* Exercise tasks *
1) List every size in which the makeup review says Lucy Blaire Handmade Makeup Bags are available.
2) According to the makeup review, why does oilcloth make sense as a material for makeup bags?
3) Pick up the makeup review after its final sentence and write the next part.

* Page extract *
--------

Make Up For Ever’s Holodiam Powder is a new and limited edition loose powder for the holidays that’s described as an “extremely fine loose powder with a pearlescent finish.” It can be used on eyes and cheeks, wet or dry, as desired. On its own, it doesn’t stay put well, so my best advice is to use an adhesive base, cream eyeshadow, fixing spray/seal, or patted onto some makeup base before it’s had time to dry (foundation, eyeliner, etc.). It’s fine micro-glitter, and I think it works well on the eyes–so thank goodness it’s safe for the eyes–but on the cheeks, it felt a little sand-like. You might opt for one of the brand’s Star Powders for something finer.
Lucy Blaire Makeup Bags
Fun Makeup Bags!
Lucy Blaire Handmade Makeup Bags ($12.00 to $62.00) are available in five sizes: small, medium, large, purse pouch, and pencil case. Her bags are made out of oilcloth, which is cotton-backed vinyl. Why it makes sense to use it on makeup bags is because it is waterproof and stain resistant. I fully blame Dustin Hunter for this review, because after seeing him share his, I bought three in the Blue Bloom pattern! There are several other patterns available.
Pencil Case ($12.00) is 8″ x 4″ with a zipper down the middle and handle at one end. It worked well for holding anything long and fairly flat–not surprisingly, eyeliners were what I was anticipating using it for. I grabbed a handful of eyeliners (just over 20), and all of them fit in the pouch with room to spare. Brushes under 8″ could also fit in here.

--------

* Lines of data *
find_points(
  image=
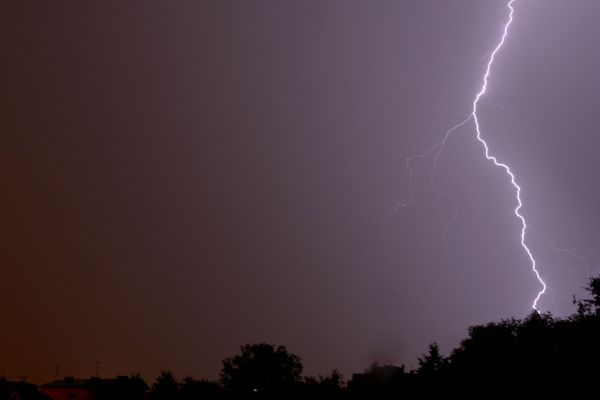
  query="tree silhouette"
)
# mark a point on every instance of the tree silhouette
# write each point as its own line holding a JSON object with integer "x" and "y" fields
{"x": 166, "y": 387}
{"x": 431, "y": 363}
{"x": 263, "y": 371}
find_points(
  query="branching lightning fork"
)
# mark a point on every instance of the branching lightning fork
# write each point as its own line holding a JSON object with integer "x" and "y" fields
{"x": 437, "y": 148}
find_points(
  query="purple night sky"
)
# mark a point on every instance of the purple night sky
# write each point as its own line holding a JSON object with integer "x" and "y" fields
{"x": 180, "y": 178}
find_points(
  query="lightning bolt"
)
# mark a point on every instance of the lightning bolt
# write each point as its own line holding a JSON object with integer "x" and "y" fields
{"x": 437, "y": 149}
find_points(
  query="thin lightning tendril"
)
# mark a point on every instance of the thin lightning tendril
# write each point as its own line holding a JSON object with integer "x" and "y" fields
{"x": 437, "y": 149}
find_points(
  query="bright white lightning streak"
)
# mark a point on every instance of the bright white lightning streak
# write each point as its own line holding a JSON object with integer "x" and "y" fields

--------

* Outputs in order *
1) Small, medium, large, purse pouch, and pencil case.

2) Oilcloth, which is cotton-backed vinyl, makes sense for makeup bags because it is waterproof and stain resistant.

3)
Small Makeup Bag ($14.00) is 6″ x 3″ x4″ with a zipper down the middle of the top end and a strap handle on one edge. I put in ten MAC eyeshadow quads (the newer ones, which are thicker/bulkier than the original quads), and I could have fit two more along the edge and some stuff on top. This would be ideal to house glosses, lipsticks, foundations, blushes, and the like. It’s the kind of size that’s incredibly useful. I prefer smaller makeup bags and having two or three of them, because it’s easier to organize what I’m bringing so I’m not rooting through an epic bag of stuff.
Medium Makeup Bag ($16.00) is 7″ x 4″ x 5″ with a zipper down the middle of the top end with a strap handle on one edge–it’s just like the small bag, just larger (one inch larger in each dimension). Like I mentioned, I prefer an assortment of smaller bags over one large bag, so for me, I’m totally covered between these three. The medium holds larger face brushes incredibly well. I took nearly all my face makeup brushes (I couldn’t even hold them all in my two hands)–around thirty or so in total–and they all fit beautifully in the bag with room to spare. In case, you know, you actually tote around thirty brushes in one fell swoop! If I bring a lot of brushes with me, I will use a brush roll, but for quick weekend trips, I’ll toss the few I need into my larger makeup bags. Naturally, this bag can fit a whole smorgasbord of beauty products in it.
Because the bags are made out of oil cloth, they can wiped down and cleaned easily. I haven’t had mine for long, but Dusty has had his for two years and highly recommended them (which is how I got here; the power of a trustworthy recommendation!). You can purchase bags individually or in sets (you’ll save a bit by doing the set). She shipped quickly (placed my order on the 18th, received it on the 24th), and everything was exactly as described. I look forward to traveling, just so I can use these. They’re so bright and cheery to look at! All three bags fold quite flat, so they’re easy to store when you’re not using them.
Now the reason I moved quickly to share these with you is because for Cyber Monday, you can get 10% off (11/26 only) with code CYBERMONDAY.
MAC Hanging Travel Bag
It’s Sold Out, to the Store You Go!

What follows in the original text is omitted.